==== SUPPLIED ENTRIES

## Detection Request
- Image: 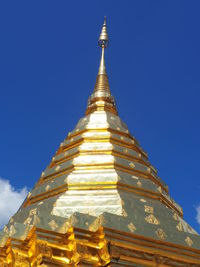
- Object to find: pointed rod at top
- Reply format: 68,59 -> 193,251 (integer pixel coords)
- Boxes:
86,17 -> 117,115
98,17 -> 109,75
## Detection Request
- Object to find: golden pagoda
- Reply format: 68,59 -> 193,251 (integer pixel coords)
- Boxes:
1,18 -> 200,267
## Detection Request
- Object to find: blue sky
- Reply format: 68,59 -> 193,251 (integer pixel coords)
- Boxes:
0,1 -> 200,230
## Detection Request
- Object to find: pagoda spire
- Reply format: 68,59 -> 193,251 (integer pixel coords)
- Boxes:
97,17 -> 108,75
86,17 -> 117,115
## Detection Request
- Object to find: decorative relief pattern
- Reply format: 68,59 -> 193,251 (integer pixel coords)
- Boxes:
156,228 -> 167,240
173,213 -> 179,221
55,165 -> 61,171
122,209 -> 128,217
128,223 -> 136,233
185,236 -> 193,247
176,222 -> 183,232
144,205 -> 154,214
145,214 -> 160,225
29,208 -> 37,216
45,185 -> 50,191
129,162 -> 135,168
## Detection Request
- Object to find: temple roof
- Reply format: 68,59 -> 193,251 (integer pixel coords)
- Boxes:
1,18 -> 200,255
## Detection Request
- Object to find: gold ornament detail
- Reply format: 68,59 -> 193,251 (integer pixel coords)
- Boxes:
156,228 -> 167,240
55,165 -> 61,171
137,181 -> 142,187
140,198 -> 146,203
45,184 -> 50,191
29,208 -> 37,216
185,236 -> 193,247
145,214 -> 160,225
144,205 -> 154,214
129,162 -> 135,168
128,222 -> 136,233
173,213 -> 179,221
176,222 -> 183,232
122,209 -> 128,217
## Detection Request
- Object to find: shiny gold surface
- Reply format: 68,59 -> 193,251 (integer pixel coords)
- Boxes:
0,18 -> 200,266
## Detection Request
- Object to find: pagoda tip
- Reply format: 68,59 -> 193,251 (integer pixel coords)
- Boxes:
98,17 -> 109,48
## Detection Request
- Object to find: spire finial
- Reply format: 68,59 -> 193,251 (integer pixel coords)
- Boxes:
86,17 -> 117,115
98,16 -> 109,48
98,17 -> 108,75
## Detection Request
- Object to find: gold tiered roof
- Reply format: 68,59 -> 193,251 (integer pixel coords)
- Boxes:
1,18 -> 200,267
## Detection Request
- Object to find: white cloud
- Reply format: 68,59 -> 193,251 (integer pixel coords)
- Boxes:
0,178 -> 28,229
196,206 -> 200,225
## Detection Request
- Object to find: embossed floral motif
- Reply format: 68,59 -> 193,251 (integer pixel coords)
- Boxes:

========

- ASSIGNMENT: Find the word "pagoda" in the entries. Copy each line that holds it.

- RESPONSE BELOW:
- Object to find: golden pagoda
- Object to find: pagoda spire
- Object to find: pagoda tip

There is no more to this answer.